→ Problem statement
List every length of time the banh chung text mentions, and say what each one applies to.

→ Document excerpt
======
Cooking Vietnamese Square Sticky Rice Cake (Banh Chung)
Traditionally, Vietnamese people make tens of Chung cake and put them in a very big and tall pot. They then fill the pot with water and boil over wood fire for 12 hours.
We boil the cakes on our stovetop for 10-12 hours depending on how many cakes we make. After boiling time is over, the cake needs to be pressed under heavy objects for a few hours to remove excess water.
Serving Vietnamese Square Sticky Rice Cake (Banh Chung)
After pressing the cake, you can peel off the leaves and serve it immediately. Cut into four or eight slices depending on how big you like.
Eat it on its own or with Vietnamese pork sausage (gio lua) and/or with soy sauce. You can also pan fry it which will make it crispy and more delicious. I can eat this cake for any meals in the day.
Storing Vietnamese Square Sticky Rice Cake
Leftover can be stored in the refrigerator for a few days. After removing from the refrigerator, you can either microwave or pan-fry it.
The cake can also be frozen. If you freeze the whole cake, it’s best to re-boil them for 1-2 hours. If you only freeze a few slices, you can thaw in the refrigerator and reheat in microwave or fry it.
======
→ Records
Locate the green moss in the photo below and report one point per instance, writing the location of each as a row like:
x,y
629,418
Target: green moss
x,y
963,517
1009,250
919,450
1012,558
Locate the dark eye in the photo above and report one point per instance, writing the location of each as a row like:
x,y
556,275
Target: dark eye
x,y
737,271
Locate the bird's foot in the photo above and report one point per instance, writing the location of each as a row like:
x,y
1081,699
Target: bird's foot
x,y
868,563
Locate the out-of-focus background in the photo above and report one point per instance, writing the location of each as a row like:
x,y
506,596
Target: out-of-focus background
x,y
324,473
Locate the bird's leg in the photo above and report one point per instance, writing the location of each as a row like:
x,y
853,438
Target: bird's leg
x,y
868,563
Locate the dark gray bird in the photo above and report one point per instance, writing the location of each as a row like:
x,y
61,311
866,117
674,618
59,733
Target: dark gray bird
======
→ The answer
- 12 hours: traditional boiling of the cakes over a wood fire
- 10-12 hours: boiling the cakes on the stovetop, depending on how many are made
- A few hours: pressing the cake under heavy objects to remove excess water
- A few days: storing leftovers in the refrigerator
- 1-2 hours: re-boiling a whole cake that was frozen